Segment Start: DATA FOR THIS TASK

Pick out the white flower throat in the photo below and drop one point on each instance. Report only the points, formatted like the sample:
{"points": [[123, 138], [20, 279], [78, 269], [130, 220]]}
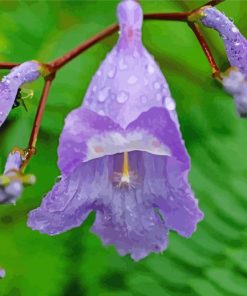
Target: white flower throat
{"points": [[126, 179]]}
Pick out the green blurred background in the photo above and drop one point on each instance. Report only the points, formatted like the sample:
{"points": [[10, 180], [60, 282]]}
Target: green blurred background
{"points": [[214, 261]]}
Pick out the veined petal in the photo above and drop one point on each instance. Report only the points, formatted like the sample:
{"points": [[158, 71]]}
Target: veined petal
{"points": [[129, 81], [136, 219], [80, 126], [235, 42], [70, 201], [87, 135], [10, 84]]}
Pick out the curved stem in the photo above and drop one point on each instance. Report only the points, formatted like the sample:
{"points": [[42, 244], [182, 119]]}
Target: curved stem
{"points": [[206, 49], [31, 150], [63, 60], [6, 65]]}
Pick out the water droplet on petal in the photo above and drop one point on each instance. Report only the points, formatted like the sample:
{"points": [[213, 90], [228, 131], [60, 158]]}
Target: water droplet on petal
{"points": [[144, 99], [159, 97], [150, 69], [122, 97], [111, 73], [132, 80], [169, 103], [122, 65], [157, 85], [235, 30], [103, 94]]}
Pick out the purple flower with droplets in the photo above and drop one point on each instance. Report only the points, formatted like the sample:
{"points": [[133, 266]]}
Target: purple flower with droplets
{"points": [[121, 155], [11, 83], [12, 181], [235, 84], [234, 80], [2, 273]]}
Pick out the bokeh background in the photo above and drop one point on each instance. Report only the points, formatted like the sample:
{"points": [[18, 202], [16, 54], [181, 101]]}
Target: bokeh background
{"points": [[214, 260]]}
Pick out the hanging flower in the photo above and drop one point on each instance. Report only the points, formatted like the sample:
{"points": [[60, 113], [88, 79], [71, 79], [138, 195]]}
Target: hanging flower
{"points": [[10, 85], [2, 273], [12, 181], [121, 155], [235, 79]]}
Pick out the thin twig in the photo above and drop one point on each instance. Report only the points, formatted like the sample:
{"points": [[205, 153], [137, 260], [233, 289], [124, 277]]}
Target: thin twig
{"points": [[6, 65], [206, 49], [31, 150]]}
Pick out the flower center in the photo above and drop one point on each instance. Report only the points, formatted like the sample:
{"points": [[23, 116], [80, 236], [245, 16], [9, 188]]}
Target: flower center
{"points": [[126, 179], [125, 172]]}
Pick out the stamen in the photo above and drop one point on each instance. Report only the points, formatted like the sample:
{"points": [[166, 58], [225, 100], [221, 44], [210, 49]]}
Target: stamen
{"points": [[125, 177]]}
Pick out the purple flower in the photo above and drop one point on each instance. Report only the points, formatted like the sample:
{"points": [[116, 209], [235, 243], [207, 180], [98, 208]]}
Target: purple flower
{"points": [[235, 80], [11, 83], [12, 181], [235, 83], [2, 273], [121, 155]]}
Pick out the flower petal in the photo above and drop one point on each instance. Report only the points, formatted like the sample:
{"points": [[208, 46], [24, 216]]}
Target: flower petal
{"points": [[235, 43], [235, 84], [70, 201], [129, 81], [158, 123], [9, 85], [80, 125]]}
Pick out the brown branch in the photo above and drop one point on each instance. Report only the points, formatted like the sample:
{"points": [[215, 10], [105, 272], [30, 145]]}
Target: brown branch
{"points": [[31, 150], [206, 49], [6, 65], [60, 62], [214, 2]]}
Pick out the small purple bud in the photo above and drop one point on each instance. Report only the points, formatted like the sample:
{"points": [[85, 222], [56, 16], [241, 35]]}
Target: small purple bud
{"points": [[10, 84], [12, 181], [2, 273], [235, 84]]}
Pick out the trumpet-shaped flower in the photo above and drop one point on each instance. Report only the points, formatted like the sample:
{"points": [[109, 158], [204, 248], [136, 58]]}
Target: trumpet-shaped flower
{"points": [[234, 80], [11, 83], [121, 154]]}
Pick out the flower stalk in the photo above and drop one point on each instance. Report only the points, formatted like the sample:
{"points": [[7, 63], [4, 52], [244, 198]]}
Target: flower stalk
{"points": [[60, 62], [31, 150]]}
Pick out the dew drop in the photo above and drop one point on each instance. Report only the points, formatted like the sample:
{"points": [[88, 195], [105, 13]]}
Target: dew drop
{"points": [[144, 99], [159, 97], [150, 69], [122, 97], [103, 94], [122, 65], [170, 104], [235, 30], [132, 80], [111, 73]]}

Segment End: DATA FOR THIS TASK

◆ YOUR OBJECTIVE
Leave nothing out but the pictures when transcribing the records.

◆ EXPECTED OUTPUT
Pick out the white flower throat in the photo below and drop one point on each instance. Report only the points, formatted like the sample:
{"points": [[123, 138], [20, 279], [78, 269], [130, 220]]}
Target: white flower throat
{"points": [[126, 179]]}
Pick out the green blurred background in the photo above and drop one point on each instance. Report only the points, formatted like the sample:
{"points": [[10, 180], [60, 282]]}
Target: green blurred background
{"points": [[214, 261]]}
Pick out the veined petal in the photo above and drop one point on each instance. Report only the points, formatted like the sample:
{"points": [[158, 71]]}
Target: veined petal
{"points": [[129, 81], [136, 219], [80, 126], [235, 42], [70, 201], [87, 135], [10, 84]]}
Pick out the curved stem in the photo above and drop one point on each instance. Report only the points, formatted like the sample:
{"points": [[42, 244], [182, 119]]}
Target: curved stem
{"points": [[206, 49], [31, 150], [63, 60], [6, 65]]}
Pick out the water droplet on petal in the photo above and drop one point on each instance. Report only the points, formatted like the sample:
{"points": [[213, 90], [228, 131], [60, 158]]}
Target: water droplet on petal
{"points": [[144, 99], [159, 97], [150, 69], [122, 97], [111, 73], [132, 80], [169, 103], [122, 65], [157, 85], [235, 30], [103, 94]]}
Pick out the purple flower with droplets in the photo above and drop one point on each instance. Report only the points, formatted like the sample:
{"points": [[133, 266]]}
Target: purple flower with droplets
{"points": [[121, 155], [11, 83], [12, 181], [235, 84], [234, 80], [2, 273]]}
Pick out the bokeh background in the photo above and drop one point on each instance. Report only the points, formatted like the sample:
{"points": [[18, 202], [16, 54], [181, 101]]}
Target: bokeh background
{"points": [[214, 260]]}
Pick out the hanging flower in the photo above and drop one point on each instance. Report only the points, formatted like the sample:
{"points": [[60, 113], [88, 79], [71, 79], [138, 195]]}
Target: hanging flower
{"points": [[10, 85], [2, 273], [12, 181], [121, 155], [235, 79]]}
Pick out the thin twig in the photo above and drop one point on each instance. Report only the points, formatted like the sample:
{"points": [[205, 153], [137, 260], [233, 289], [124, 277]]}
Target: thin twig
{"points": [[6, 65], [206, 49], [31, 150]]}
Pick out the flower center in the photo above and drop one point on each instance. Report only the points, formatted like the sample:
{"points": [[23, 116], [80, 236], [245, 16], [9, 188]]}
Target: flower center
{"points": [[126, 179], [125, 172]]}
Pick out the stamen in the photo above and drop one point on each instance. Report only the points, formatted like the sample:
{"points": [[166, 58], [225, 100], [221, 44], [210, 49]]}
Target: stamen
{"points": [[125, 177]]}
Pick out the purple flower in the photo above and drop one point on each instance. Report only the points, formatted like the sample:
{"points": [[116, 209], [235, 243], [207, 180], [98, 208]]}
Target: purple flower
{"points": [[235, 80], [11, 83], [12, 181], [235, 83], [2, 273], [121, 155]]}
Pick out the flower petal in the photo above and drop one point on each instance. Report only the points, formatted like the sample:
{"points": [[208, 46], [24, 216]]}
Target: flower petal
{"points": [[235, 43], [235, 84], [70, 201], [129, 81], [158, 123], [9, 85], [80, 125]]}
Pick out the brown branch in the photo above and drop one point on each instance. Report only the points, formatted like the sample:
{"points": [[215, 10], [105, 272], [30, 145]]}
Target: brown branch
{"points": [[31, 150], [206, 49], [6, 65], [60, 62], [214, 2]]}
Pick out the small purple bud in the photo above and drop one point on each instance. Report only the points, formatted like the sample:
{"points": [[85, 222], [56, 16], [241, 35]]}
Target: small purple bud
{"points": [[10, 84], [12, 181], [2, 273], [235, 84]]}
Pick out the trumpet-shaped flower in the photo above and drop one point on each instance. Report only the points, formatted like the sample:
{"points": [[109, 158], [204, 248], [136, 58]]}
Target: trumpet-shaped flower
{"points": [[234, 80], [11, 83], [121, 154]]}
Pick out the flower stalk in the photo above and drop one point on each instance. Report only the points, formatted like the sample:
{"points": [[7, 63], [4, 52], [244, 198]]}
Target: flower stalk
{"points": [[60, 62], [31, 150]]}
Pick out the dew drop in the photo above and drop one point on each instance. Report only the points, formatted like the sample:
{"points": [[88, 195], [105, 13]]}
Target: dew drop
{"points": [[144, 99], [159, 97], [150, 69], [122, 97], [103, 94], [122, 65], [170, 104], [235, 30], [132, 80], [111, 73]]}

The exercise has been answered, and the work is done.